BEGIN

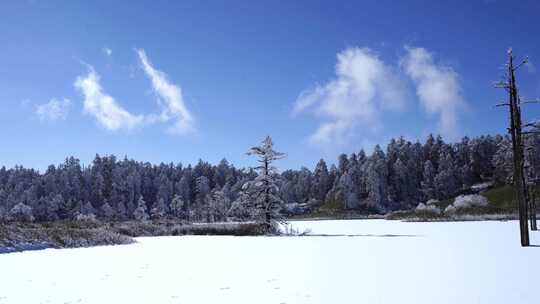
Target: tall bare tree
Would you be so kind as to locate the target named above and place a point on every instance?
(264, 190)
(515, 129)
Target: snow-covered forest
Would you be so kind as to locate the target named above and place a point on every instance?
(120, 189)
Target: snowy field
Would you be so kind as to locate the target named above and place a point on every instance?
(372, 261)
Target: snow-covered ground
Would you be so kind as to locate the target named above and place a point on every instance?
(372, 261)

END

**EXERCISE GOAL**
Report each line of the records that holds the word "covered".

**ANSWER FOR THIS EXERCISE**
Target: snow-covered forest
Target: snow-covered ground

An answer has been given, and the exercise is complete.